• [WORK TO DO]
(A) Write out the passage of the preservatives article between "Voluntary versus mandatory" and "to our industry.", inclusive.
(B) According to the preservatives article, what number did cosmetic formulation registrations in Canada reach?
(C) Proceed with the article on preservatives and cosmetic registration, starting after its final sentence.

• [PAGE]

To read the full article, complete with tables, click through to the October 2019 digital magazine.
The last time a “Frequency of Use” report was published for preservatives was in 2014. Since then, two major events have happened that impacted the list. For readers who immediately go to the tables, you will be shocked by the numbers. What happened?
First, the number of formulations registered with the U.S. Food and Drug Administration (FDA) through the voluntary cosmetic registration program (VCRP) dropped from 48,423 to 6,406; meanwhile, in Canada, where registrations are mandatory, the number rose from 150,258 to 202,583. Why?
Voluntary versus mandatory registration: Those who have heard me speak or have read my writing on this subject know that I favor mandatory registration of cosmetic formulations and re-registration every year. Further, the registrations should be the responsibility of the manufacturer and should include the ranges for all ingredients included therein (similar to Canada’s program). The registration must also include the name, address and contact information for the name on the packaging, along with the manufacturer.
The reason for this is simple: How can the cosmetic industry be held accountable to self-regulate if the FDA does not know who makes and who sells cosmetics, or what they contain? Furthermore, while all the bills introduced to Congress in the past few years require mandatory registrations, they also include many restrictions that will be harmful to our industry.

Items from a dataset
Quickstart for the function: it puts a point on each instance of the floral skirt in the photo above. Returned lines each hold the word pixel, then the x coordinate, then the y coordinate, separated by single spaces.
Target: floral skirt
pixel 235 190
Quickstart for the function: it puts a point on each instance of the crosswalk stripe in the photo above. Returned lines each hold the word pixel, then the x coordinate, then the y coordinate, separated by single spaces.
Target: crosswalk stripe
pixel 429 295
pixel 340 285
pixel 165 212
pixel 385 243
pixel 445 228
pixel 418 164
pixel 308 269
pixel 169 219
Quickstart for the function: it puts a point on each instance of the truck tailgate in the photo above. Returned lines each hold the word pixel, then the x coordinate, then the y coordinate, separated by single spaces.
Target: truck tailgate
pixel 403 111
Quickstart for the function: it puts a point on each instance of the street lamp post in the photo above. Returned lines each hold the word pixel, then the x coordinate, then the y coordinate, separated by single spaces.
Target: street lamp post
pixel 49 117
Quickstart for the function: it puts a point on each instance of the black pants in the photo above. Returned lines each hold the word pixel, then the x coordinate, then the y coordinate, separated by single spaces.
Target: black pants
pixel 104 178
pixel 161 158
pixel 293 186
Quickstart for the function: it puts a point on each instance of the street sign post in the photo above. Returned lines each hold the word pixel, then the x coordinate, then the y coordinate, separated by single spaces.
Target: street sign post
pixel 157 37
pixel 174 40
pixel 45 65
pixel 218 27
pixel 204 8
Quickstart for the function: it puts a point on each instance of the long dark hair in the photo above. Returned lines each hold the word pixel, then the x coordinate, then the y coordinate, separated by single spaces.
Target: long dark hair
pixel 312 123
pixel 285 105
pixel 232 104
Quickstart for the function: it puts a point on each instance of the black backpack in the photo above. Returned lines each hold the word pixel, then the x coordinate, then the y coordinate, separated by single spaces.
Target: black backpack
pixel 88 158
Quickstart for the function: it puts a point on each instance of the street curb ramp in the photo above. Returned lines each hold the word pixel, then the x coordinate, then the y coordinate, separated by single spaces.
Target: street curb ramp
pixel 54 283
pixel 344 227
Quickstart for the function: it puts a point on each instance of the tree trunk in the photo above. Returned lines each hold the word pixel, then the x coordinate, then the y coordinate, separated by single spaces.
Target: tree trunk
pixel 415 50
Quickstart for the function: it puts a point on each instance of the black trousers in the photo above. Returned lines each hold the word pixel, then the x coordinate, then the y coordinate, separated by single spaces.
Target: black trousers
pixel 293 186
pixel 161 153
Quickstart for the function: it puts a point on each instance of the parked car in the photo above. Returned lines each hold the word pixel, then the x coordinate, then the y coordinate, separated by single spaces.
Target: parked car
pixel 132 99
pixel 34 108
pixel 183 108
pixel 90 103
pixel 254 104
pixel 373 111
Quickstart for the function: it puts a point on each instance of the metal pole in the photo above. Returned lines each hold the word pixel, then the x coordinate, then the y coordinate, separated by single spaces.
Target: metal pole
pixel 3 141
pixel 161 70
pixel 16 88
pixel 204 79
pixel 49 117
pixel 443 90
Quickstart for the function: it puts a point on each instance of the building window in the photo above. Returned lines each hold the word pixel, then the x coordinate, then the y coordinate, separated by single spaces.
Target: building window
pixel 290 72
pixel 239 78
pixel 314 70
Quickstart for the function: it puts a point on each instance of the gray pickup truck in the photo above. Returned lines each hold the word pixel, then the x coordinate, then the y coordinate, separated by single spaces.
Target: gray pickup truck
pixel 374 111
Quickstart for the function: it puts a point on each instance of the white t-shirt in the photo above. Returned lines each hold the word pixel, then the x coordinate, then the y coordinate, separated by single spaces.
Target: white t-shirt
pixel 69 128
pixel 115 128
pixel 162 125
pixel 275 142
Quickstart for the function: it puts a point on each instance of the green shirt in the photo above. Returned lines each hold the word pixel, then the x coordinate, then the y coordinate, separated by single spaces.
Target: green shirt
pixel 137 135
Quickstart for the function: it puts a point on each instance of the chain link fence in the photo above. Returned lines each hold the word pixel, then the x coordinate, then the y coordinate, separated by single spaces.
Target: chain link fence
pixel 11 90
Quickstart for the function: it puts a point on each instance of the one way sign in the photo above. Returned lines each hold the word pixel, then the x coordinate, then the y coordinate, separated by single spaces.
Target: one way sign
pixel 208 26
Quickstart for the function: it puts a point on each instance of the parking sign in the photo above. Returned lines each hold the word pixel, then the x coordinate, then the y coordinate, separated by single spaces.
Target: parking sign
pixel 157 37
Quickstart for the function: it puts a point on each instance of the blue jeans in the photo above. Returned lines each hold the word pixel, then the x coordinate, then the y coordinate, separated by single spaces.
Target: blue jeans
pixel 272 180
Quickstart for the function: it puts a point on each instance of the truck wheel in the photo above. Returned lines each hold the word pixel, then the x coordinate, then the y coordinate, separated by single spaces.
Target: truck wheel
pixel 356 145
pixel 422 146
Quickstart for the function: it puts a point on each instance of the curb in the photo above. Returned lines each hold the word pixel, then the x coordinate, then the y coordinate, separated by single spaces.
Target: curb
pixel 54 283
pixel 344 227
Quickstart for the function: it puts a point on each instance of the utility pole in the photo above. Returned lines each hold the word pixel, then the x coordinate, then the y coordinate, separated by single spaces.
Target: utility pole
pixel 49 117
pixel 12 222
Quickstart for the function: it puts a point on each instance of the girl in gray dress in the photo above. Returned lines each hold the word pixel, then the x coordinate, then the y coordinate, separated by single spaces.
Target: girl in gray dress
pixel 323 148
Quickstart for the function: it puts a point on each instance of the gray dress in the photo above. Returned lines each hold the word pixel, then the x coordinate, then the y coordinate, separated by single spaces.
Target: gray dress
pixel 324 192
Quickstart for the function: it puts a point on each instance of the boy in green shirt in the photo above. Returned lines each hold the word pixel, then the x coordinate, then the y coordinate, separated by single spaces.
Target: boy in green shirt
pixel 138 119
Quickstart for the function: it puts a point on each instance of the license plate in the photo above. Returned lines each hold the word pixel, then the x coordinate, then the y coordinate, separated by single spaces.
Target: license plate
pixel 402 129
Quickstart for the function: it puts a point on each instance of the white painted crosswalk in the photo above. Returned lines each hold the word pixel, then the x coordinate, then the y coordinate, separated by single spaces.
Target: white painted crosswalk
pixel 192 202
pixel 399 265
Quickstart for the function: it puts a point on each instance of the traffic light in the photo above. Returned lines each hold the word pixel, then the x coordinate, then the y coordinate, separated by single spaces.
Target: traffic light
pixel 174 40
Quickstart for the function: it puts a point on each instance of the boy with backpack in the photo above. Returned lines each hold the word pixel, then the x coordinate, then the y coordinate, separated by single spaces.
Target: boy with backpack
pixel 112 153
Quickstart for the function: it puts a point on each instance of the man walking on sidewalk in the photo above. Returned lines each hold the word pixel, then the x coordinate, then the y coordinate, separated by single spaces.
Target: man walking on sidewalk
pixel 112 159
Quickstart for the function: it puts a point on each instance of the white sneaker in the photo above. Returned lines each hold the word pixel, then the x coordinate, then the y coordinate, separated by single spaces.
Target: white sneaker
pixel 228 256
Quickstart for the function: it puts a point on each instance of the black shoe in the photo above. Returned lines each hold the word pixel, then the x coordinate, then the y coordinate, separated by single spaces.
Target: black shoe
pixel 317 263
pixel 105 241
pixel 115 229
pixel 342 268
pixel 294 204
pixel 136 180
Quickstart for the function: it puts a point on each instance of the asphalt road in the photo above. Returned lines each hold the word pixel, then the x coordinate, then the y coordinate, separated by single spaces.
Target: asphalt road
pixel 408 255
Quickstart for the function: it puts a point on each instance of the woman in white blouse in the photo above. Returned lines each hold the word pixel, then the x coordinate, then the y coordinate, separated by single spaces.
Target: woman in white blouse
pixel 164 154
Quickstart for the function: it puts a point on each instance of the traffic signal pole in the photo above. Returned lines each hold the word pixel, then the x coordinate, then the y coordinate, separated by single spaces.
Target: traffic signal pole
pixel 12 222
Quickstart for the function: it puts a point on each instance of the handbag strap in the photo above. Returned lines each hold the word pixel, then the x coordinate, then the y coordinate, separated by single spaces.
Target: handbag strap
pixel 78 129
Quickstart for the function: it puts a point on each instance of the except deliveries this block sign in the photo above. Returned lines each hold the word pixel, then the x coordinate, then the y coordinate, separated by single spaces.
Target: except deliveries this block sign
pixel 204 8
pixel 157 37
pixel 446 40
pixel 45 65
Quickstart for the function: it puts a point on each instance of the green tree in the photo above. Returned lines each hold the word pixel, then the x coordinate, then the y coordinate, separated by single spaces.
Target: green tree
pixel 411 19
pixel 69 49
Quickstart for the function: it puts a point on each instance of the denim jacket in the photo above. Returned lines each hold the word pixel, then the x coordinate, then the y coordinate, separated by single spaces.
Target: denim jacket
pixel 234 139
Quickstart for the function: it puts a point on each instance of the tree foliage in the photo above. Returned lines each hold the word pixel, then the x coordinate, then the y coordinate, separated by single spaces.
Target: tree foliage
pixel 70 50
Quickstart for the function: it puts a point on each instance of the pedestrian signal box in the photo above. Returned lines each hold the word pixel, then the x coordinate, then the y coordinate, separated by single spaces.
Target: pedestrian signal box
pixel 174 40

• [ANSWERS FOR THE EXERCISE]
(A)
Voluntary versus mandatory registration: Those who have heard me speak or have read my writing on this subject know that I favor mandatory registration of cosmetic formulations and re-registration every year. Further, the registrations should be the responsibility of the manufacturer and should include the ranges for all ingredients included therein (similar to Canada’s program). The registration must also include the name, address and contact information for the name on the packaging, along with the manufacturer.
The reason for this is simple: How can the cosmetic industry be held accountable to self-regulate if the FDA does not know who makes and who sells cosmetics, or what they contain? Furthermore, while all the bills introduced to Congress in the past few years require mandatory registrations, they also include many restrictions that will be harmful to our industry.

(B) 202,583

(C)
The other reason is that the VCRP is the source that prioritizes which ingredients the Cosmetic Ingredient Review (CIR) examines. But being a voluntary program, and with such a poor number of registrations, the VCRP leaves the CIR with inadequate data to perform its reviews.
So, why the large drop in U.S. registrations? Several years ago, the FDA cleaned out the VCRP listings since so many registrations were from companies no longer in existence. Unfortunately, the industry has done little since to update and/or register products. Canada’s regulations, in contrast, require companies to keep their filings current—including those that are discontinued.
Bans and restrictions: The second major event has been the regulatory ban and restriction of many preservatives worldwide. Most of these come from nongovernmental organizations’ (NGOs’) distaste for preservatives in general. It seems today that attacks are made every two or three months on the most popular preservatives. Our consultancy frequently receives calls asking which preservatives can be used as replacements; my answer is usually to manufacture products aseptically, and possibly fill in unit doses—or resort to prayer.
But in all seriousness, the major impact from a regulatory basis has been decisions by the European Union (EU) and Canada to ban or restrict certain preservatives; following are the three most prominent examples.
Canada’s Prohibited Hot List
Canada prohibited the following preservatives by adding them to its “Hot List.” Note that this list is divided into two categories—prohibited and restricted chemicals. There are more than 475 prohibited chemicals listed, of which maybe 10 have been used in cosmetics. Recent additions include: thimerosal, chloramine T, chloroacetamide and phenyl mercuric acetate. These have not been used in the U.S. in decades.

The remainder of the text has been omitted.